Collect every line of the records below that contains the string "hand".

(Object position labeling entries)
■ ■ ■ ■

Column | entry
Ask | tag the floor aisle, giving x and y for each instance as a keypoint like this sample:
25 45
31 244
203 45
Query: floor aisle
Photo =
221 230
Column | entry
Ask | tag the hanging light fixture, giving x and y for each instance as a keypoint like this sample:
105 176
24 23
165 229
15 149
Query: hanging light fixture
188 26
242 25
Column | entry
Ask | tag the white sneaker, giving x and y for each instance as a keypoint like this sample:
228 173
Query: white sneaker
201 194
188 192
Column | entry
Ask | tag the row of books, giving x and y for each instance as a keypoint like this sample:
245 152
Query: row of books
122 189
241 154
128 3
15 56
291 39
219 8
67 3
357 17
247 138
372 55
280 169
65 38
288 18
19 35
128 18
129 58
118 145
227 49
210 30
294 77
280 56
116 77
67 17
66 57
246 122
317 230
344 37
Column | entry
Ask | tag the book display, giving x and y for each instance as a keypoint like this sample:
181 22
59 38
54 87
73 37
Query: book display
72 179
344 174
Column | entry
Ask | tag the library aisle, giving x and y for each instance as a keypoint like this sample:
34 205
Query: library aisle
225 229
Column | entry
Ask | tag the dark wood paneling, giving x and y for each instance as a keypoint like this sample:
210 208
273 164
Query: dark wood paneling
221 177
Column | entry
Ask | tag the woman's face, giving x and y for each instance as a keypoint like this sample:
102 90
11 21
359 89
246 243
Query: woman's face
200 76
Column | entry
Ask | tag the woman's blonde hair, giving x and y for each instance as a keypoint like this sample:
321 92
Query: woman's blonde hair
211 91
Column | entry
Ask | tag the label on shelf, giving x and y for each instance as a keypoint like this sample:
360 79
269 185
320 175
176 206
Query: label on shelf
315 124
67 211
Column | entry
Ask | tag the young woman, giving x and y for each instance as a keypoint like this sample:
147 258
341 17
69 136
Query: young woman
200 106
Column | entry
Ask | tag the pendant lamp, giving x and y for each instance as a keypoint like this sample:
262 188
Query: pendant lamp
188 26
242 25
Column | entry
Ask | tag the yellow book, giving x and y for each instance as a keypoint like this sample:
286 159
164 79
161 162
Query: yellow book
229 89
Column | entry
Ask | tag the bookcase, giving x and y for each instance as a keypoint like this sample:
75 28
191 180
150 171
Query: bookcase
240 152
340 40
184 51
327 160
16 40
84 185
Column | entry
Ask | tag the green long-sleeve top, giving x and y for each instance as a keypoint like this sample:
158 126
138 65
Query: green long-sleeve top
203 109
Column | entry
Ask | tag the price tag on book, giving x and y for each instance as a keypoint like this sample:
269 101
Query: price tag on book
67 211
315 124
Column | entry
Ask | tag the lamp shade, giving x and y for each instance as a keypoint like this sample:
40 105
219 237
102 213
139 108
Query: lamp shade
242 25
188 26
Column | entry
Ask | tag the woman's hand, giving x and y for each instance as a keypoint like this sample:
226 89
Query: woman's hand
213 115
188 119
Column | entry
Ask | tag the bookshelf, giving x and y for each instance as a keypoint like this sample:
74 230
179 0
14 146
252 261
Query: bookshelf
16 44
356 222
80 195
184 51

■ ■ ■ ■

▶ Full response:
Ask | tag the woman's hand, giving x and y for each instance as a keypoint like this sample:
Query: woman's hand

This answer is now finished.